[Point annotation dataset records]
>>

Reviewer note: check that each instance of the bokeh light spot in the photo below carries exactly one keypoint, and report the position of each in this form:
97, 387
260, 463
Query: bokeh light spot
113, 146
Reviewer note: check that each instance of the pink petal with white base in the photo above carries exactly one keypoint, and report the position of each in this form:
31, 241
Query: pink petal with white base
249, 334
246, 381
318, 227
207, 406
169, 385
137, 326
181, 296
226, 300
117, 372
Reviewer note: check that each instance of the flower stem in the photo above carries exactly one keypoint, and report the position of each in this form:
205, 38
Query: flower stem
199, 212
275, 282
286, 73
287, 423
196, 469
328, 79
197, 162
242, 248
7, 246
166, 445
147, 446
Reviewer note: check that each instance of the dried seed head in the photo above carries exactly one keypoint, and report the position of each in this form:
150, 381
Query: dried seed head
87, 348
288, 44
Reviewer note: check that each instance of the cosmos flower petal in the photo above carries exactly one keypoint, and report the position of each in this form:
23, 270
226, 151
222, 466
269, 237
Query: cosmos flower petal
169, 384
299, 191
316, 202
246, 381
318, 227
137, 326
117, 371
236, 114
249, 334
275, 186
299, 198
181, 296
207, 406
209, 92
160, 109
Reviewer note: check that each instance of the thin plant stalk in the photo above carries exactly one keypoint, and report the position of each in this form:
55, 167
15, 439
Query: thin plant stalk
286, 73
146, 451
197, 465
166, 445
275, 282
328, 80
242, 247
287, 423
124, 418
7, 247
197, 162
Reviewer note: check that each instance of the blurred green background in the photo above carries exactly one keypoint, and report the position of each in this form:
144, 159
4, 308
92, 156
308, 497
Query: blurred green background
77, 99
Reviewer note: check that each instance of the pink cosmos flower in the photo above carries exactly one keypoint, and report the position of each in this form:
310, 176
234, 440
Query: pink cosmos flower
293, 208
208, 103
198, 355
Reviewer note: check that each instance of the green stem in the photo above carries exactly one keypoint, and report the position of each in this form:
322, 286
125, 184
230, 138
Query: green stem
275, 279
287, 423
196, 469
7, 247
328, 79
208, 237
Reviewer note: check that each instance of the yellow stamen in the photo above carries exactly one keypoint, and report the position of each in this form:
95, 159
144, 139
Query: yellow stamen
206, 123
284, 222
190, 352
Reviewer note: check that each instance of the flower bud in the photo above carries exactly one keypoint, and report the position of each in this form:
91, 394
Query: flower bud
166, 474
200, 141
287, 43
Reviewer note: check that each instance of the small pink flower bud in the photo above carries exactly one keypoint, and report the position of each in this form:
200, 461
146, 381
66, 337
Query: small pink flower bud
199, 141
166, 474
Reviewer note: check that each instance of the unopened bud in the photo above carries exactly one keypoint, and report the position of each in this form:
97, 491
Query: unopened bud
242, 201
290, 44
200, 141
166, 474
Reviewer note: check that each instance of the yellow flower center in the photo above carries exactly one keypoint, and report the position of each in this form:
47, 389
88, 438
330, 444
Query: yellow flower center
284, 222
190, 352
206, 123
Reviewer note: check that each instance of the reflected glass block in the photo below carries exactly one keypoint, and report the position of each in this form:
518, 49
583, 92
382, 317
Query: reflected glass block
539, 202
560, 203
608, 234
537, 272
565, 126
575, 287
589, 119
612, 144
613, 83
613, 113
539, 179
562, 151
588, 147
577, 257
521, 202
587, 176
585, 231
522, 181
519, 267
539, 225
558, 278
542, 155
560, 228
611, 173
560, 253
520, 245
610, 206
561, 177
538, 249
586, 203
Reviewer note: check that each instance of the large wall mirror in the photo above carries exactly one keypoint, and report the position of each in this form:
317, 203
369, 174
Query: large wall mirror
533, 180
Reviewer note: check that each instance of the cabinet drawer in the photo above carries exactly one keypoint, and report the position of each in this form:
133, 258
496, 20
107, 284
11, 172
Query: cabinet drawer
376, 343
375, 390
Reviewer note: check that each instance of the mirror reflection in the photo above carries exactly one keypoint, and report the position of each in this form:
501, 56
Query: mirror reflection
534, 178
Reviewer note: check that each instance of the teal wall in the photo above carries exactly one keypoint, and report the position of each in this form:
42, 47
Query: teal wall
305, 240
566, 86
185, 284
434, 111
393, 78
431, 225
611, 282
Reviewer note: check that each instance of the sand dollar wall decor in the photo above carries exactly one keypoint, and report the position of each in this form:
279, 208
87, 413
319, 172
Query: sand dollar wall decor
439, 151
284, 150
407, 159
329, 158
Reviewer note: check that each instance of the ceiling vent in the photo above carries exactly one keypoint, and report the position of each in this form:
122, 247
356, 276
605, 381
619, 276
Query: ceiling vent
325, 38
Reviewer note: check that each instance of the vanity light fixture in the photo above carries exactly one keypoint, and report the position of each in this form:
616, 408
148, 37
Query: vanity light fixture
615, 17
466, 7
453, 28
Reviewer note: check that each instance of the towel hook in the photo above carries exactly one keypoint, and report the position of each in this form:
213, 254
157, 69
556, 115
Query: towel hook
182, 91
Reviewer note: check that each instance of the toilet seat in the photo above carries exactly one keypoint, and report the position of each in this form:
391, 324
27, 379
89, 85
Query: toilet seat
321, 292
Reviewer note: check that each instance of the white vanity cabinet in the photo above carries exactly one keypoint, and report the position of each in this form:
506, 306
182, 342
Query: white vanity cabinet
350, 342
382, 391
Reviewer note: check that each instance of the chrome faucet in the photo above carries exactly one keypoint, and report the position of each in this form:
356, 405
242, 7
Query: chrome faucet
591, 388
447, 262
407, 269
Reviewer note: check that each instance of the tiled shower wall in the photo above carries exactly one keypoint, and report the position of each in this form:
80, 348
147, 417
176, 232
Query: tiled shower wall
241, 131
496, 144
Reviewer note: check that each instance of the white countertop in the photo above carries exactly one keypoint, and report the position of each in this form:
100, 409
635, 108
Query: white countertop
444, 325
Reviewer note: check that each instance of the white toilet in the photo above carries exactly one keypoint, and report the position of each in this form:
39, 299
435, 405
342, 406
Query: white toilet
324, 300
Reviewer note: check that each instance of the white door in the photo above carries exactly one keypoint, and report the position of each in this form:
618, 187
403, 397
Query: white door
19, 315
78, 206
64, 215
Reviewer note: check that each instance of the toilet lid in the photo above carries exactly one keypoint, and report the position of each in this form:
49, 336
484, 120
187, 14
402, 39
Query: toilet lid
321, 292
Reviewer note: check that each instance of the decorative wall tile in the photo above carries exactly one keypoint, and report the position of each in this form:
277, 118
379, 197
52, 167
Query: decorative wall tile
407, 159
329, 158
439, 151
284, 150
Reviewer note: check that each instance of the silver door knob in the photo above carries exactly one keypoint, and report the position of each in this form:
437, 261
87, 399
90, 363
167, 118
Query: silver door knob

<<

* [Exercise description] Return what is listed above, exactly and completely.

* [Right answer]
Reviewer note: check that each instance of the bokeh light spot in the photo below carries exactly one keypoint, and report the position of each in this form:
97, 387
260, 463
Query: bokeh light spot
113, 146
Reviewer note: check that each instance of the pink petal with white base in the photo above carries exactly one keypoint, and report the position of each in this form:
31, 241
Query: pink petal with white base
249, 334
246, 381
318, 227
207, 406
169, 385
137, 326
181, 296
226, 300
117, 372
Reviewer note: check that each instance of the flower stem in the photo above carries exactly one keypoint, and report the position of each in this form:
205, 38
Query: flower stem
199, 212
275, 282
286, 73
287, 423
196, 469
328, 79
197, 162
242, 248
7, 246
166, 445
147, 446
Reviewer note: check that each instance of the dried seed head in the photo above carries exactly one keypoint, and report the position of each in this form:
150, 381
Query: dried seed head
87, 348
288, 44
Reviewer note: check that each instance of the cosmos flower petal in the photo above carries exactly one keypoint, and report the position of each in this form:
23, 270
226, 151
222, 466
269, 237
Query: cosmos flower petal
169, 384
299, 191
316, 202
246, 381
318, 227
137, 326
117, 371
236, 114
249, 334
275, 186
299, 198
181, 296
207, 406
209, 92
160, 109
Reviewer note: check that each instance of the thin plant stalk in the photo above carries exactly one keypoint, and report the position of each in this form:
55, 167
15, 439
Query: thin plant stalk
286, 73
146, 451
197, 465
166, 445
275, 282
328, 80
242, 247
287, 423
124, 418
7, 247
197, 162
Reviewer note: check that each instance of the blurred green background in the photo above carries exactly one keypoint, and report the position of each in this form:
144, 159
4, 308
92, 156
308, 497
Query: blurred green background
77, 99
Reviewer note: check that each instance of the pink cosmos flower in the photo above carries exactly one keypoint, and report the position of each in this form:
310, 176
234, 440
Query: pink cosmos flower
293, 208
208, 103
198, 355
Reviewer note: check that each instance of the green stem in the photo above carries exactly one keypoint, and report the position of each in this form:
322, 286
125, 184
230, 138
Query: green stem
275, 279
287, 423
196, 469
7, 247
328, 79
208, 237
Reviewer note: check that each instance of the yellow stamen in the photo above carries exactly one keypoint, and report the position of each in this form:
95, 159
144, 139
Query: yellow stamen
206, 123
284, 222
190, 352
Reviewer note: check that each instance of the flower bud in the photo above carries exactly one keypoint, and report the position of each in this form:
91, 394
Query: flower bud
166, 474
200, 141
287, 43
Reviewer note: check that each instance of the small pink flower bud in the photo above carries exactly one keypoint, and report the position of each in this form:
200, 461
146, 381
66, 337
Query: small pink flower bud
199, 141
166, 474
Reviewer note: check that each instance of the unopened bud in the photo above carries exactly one keypoint, and report the position of each in this form:
97, 491
Query: unopened bud
242, 201
290, 44
200, 141
166, 474
Reviewer note: check that each instance of the yellow flower center in the photo above carries exactly one keypoint, and report the position of each in this form:
47, 389
88, 438
330, 444
Query: yellow flower center
284, 222
190, 352
206, 123
Reviewer note: check that each instance of the reflected glass block in the photo below carries exactly one keypoint, and report the position of each in this form:
518, 49
583, 92
382, 317
Query: reflected glass block
539, 202
560, 203
608, 234
537, 272
565, 126
575, 287
589, 119
612, 144
613, 83
613, 113
539, 179
562, 151
588, 147
577, 257
521, 202
587, 176
585, 231
522, 181
519, 267
539, 225
558, 278
542, 155
560, 228
611, 173
560, 253
520, 245
610, 206
561, 177
538, 249
586, 203
Reviewer note: check that each instance of the large wall mirror in the photo above carries exactly one keypoint, and report the position of each in this form:
317, 203
369, 174
Query: large wall mirror
533, 180
Reviewer note: check that each instance of the cabinet drawer in the photo above carries exactly one keypoint, and report the position of each in this form:
133, 258
496, 20
107, 284
11, 172
Query: cabinet drawer
376, 343
375, 390
Reviewer note: check that each instance of the mirror reflection in the photo above carries exactly one keypoint, and report the position of each in this form:
501, 56
Query: mirror reflection
534, 178
Reviewer note: check that each instance of the teal wall in the photo above carries exactly one keypoint, and report the position of each in this form:
42, 47
Query: teal wall
305, 240
566, 86
185, 284
434, 111
393, 78
431, 225
611, 282
Reviewer note: check that each instance of the sand dollar wall decor in the photo above carries exactly one keypoint, and report the position of each in this form:
279, 208
87, 413
319, 172
Query: sand dollar wall decor
439, 151
284, 150
407, 159
329, 158
Reviewer note: check that each instance of the ceiling vent in the photo above carries exactly one keypoint, and report the position of each in this form:
122, 247
356, 276
605, 381
619, 276
Query: ceiling vent
325, 38
Reviewer note: check that each instance of the vanity light fixture in the photo above carries exactly one keypoint, and report the position of each in this form:
616, 408
148, 37
Query: vanity light fixture
615, 17
466, 7
453, 28
Reviewer note: check that each instance of the towel hook in the photo above carries exactly one keypoint, and report the position of each in this form:
213, 254
157, 69
556, 115
Query: towel hook
182, 91
Reviewer note: check that each instance of the toilet seat in the photo above carries exactly one keypoint, and report the position of each in this form:
391, 324
27, 379
89, 85
Query: toilet seat
321, 292
Reviewer note: check that each instance of the white vanity cabinet in the photo above carries exactly one keypoint, and report the position of each in this form:
506, 306
182, 342
Query: white vanity cabinet
350, 342
382, 391
Reviewer note: check that each instance of the chrome faucet in the photo above carries exactly one keypoint, and report the position of each in this form:
356, 405
242, 7
Query: chrome faucet
591, 388
447, 262
407, 269
Reviewer note: check that each instance of the tiled shower wall in the photo above carries exactly one keypoint, and report the position of each in this form:
80, 348
147, 417
176, 232
Query: tiled shower wall
241, 131
496, 144
Reviewer note: check that each instance of the white countertop in the photo above carries exactly one keypoint, and report the position of each in this form:
100, 409
635, 108
Query: white countertop
444, 325
Reviewer note: check that each instance of the white toilet in the photo above carries exactly one keypoint, and report the position of each in this form:
39, 299
435, 405
342, 406
Query: white toilet
324, 300
Reviewer note: check that each instance of the white door in the photo above carries exactly one keypoint, and report the position of each in this form:
618, 187
403, 397
Query: white door
19, 315
78, 206
64, 215
Reviewer note: check that each instance of the toilet lid in the photo above carries exactly one keypoint, and report the position of each in this form:
49, 336
484, 120
187, 14
402, 39
Query: toilet lid
321, 292
Reviewer note: check that each instance of the decorative wall tile in the photo above carries exactly one keypoint, and report the position of each in this form:
277, 118
379, 197
52, 167
Query: decorative wall tile
407, 159
329, 158
439, 151
284, 150
Reviewer note: check that each instance of the silver door knob in the photo above carries exactly one keypoint, and report the position of each in this form:
437, 261
87, 399
90, 363
167, 118
Query: silver door knob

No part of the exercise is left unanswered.